▸ To be done
Swap "wooden steps" for "stone steps" throughout the entries below and write their lines out again with everything else unchanged. Leave the pictures out of your answer.

Items listed in a dataset:
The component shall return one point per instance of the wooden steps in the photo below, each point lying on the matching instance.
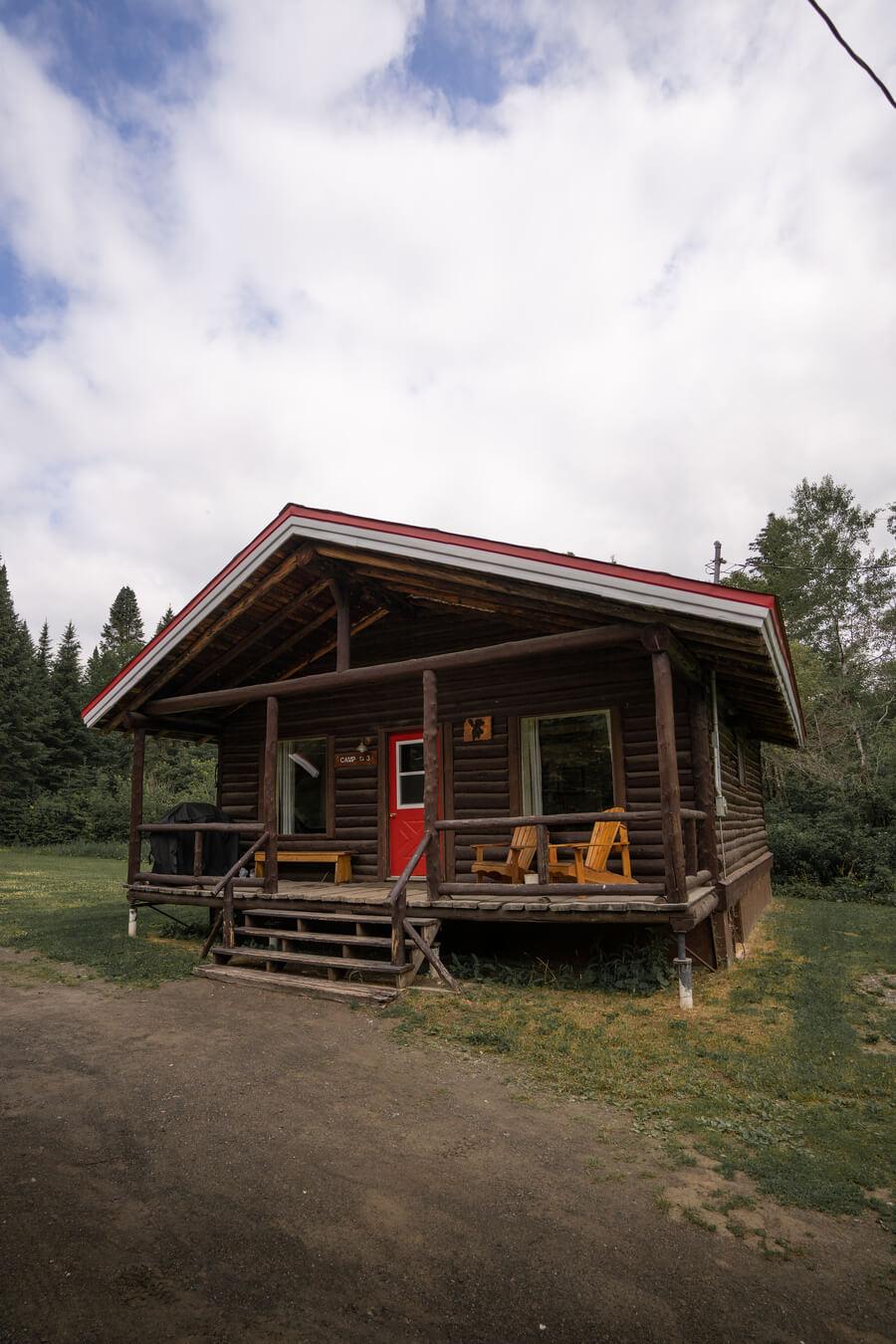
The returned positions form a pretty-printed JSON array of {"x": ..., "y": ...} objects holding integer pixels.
[
  {"x": 307, "y": 959},
  {"x": 340, "y": 955},
  {"x": 348, "y": 940},
  {"x": 341, "y": 992}
]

▸ Answer for this exercise
The component shall return one point per instance of the stone steps in the photo below, each point lying on the matching instance.
The returned positions form a pretty-printed JSON array of {"x": ..., "y": ...} objects holding integer pixels.
[
  {"x": 307, "y": 959},
  {"x": 340, "y": 955},
  {"x": 348, "y": 940},
  {"x": 341, "y": 992}
]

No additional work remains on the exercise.